*ASSIGNED TASK:*
Word for word, transcribe the data below.

*MATERIALS PROVIDED:*
■ ■ ■ ■ ■

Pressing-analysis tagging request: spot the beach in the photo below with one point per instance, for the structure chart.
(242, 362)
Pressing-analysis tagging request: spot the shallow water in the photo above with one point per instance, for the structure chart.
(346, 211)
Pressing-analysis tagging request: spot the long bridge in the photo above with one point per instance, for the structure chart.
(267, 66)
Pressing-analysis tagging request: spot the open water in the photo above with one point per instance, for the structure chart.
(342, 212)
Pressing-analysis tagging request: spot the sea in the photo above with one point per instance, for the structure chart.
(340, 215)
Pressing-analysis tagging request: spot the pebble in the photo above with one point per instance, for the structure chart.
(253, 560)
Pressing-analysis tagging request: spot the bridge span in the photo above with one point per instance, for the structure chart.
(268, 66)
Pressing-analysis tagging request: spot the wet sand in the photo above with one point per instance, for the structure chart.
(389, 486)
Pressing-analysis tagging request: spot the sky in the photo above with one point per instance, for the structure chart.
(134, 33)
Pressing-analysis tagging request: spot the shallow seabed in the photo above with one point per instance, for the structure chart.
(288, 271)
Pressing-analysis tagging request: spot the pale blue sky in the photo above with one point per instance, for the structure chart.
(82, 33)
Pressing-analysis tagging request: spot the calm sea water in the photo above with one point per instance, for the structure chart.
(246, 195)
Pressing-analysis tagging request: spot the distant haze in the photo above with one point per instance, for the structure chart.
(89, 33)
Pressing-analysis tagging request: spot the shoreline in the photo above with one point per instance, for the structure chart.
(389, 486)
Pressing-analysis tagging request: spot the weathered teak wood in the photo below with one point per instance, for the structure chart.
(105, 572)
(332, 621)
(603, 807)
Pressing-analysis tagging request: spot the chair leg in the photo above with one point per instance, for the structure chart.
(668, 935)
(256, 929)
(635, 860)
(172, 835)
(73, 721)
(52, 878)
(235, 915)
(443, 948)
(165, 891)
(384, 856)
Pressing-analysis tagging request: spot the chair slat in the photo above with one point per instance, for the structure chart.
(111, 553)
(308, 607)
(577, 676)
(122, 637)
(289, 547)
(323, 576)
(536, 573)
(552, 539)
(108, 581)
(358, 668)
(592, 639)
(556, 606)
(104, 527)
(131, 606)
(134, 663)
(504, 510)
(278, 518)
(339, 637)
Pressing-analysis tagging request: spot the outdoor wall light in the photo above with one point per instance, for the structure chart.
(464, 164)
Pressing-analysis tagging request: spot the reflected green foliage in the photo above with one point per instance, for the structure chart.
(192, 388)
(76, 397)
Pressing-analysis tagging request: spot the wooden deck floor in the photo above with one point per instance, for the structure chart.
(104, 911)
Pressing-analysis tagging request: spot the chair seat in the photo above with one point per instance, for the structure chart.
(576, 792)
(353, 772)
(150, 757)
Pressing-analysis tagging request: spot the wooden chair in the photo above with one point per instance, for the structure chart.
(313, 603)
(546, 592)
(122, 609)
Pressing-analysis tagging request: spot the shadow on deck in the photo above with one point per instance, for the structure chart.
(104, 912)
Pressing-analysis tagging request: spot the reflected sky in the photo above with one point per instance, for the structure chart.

■ ■ ■ ■ ■

*EXERCISE OUTPUT:*
Pressing-analysis tagging request: spot the beach in the photo below with one point per instance, for the structure chart.
(242, 362)
Pressing-analysis tagging request: spot the shallow water in the photo above with one point per instance, for the structure chart.
(346, 211)
Pressing-analysis tagging request: spot the long bridge in the photo above with one point per instance, for the structure chart.
(267, 66)
Pressing-analysis tagging request: spot the open water in the photo above with one point per instance, for the structure chart.
(342, 212)
Pressing-analysis tagging request: spot the sea in the photo above with one point per instance, for the structure chart.
(340, 215)
Pressing-analysis tagging request: spot the pebble in the photo above with one point per instance, for the structure chart.
(253, 560)
Pressing-analysis tagging request: spot the bridge span in the photo above with one point per instance, for the structure chart.
(268, 66)
Pressing-analysis tagging request: spot the wet sand in the photo above with one point per instance, for the structure chart.
(389, 486)
Pressing-analysis tagging request: spot the sky in the photo above with one point per instance, for the structure chart.
(134, 33)
Pressing-analysis tagging request: spot the shallow seabed in the photo above with one point per instance, for the structure chart.
(288, 271)
Pressing-analysis tagging request: spot the pale blue sky in the photo above with one point per instance, for the structure chart.
(82, 33)
Pressing-analysis tagging request: spot the calm sea water in the photo above with one point per instance, for the structure chart.
(246, 195)
Pressing-analysis tagging request: spot the distant haze in the photo above with one point per instance, for the structure chart.
(89, 33)
Pressing-analysis tagging request: spot the shoreline in the photo above with one point per instance, for the structure chart.
(389, 486)
Pressing-analysis tagging request: spot the weathered teak wood in the photo below with one point per instance, for the structure chart.
(105, 572)
(332, 621)
(603, 807)
Pressing-analysis tagging request: spot the chair leg in the photo above with one point per instance, for the structure chart.
(668, 935)
(256, 929)
(635, 860)
(172, 835)
(73, 721)
(52, 878)
(235, 915)
(443, 948)
(165, 891)
(384, 856)
Pressing-analysis tagging request: spot the chair slat in the photo above with one point per instance, for the structure chart.
(111, 553)
(308, 607)
(577, 676)
(122, 637)
(289, 547)
(323, 576)
(536, 573)
(552, 539)
(108, 581)
(358, 668)
(592, 639)
(556, 606)
(104, 527)
(131, 606)
(134, 663)
(504, 510)
(278, 518)
(339, 637)
Pressing-analysis tagging request: spot the outdoor wall light in the photo above with one point per instance, for the structure chart.
(464, 164)
Pressing-analysis tagging request: spot the reflected green foliage in the photo above with one point per instance, for the structure chart.
(192, 388)
(76, 397)
Pressing-analysis tagging request: spot the wooden deck floor in the photo above with one point per instance, for the structure chart.
(104, 911)
Pressing-analysis tagging request: spot the chair seat in the photo above with one point per instance, for the structure chart.
(576, 792)
(353, 772)
(150, 757)
Pressing-analysis tagging request: spot the wooden chair in the photo above with one point per instance, for the structure chart.
(313, 603)
(546, 592)
(122, 609)
Pressing-analysis tagging request: spot the shadow on deck in the photo above with one point per instance, for the structure chart.
(104, 912)
Pressing-analysis tagging request: spot the reflected sky in the photo above with one point per instance, for the structure chart.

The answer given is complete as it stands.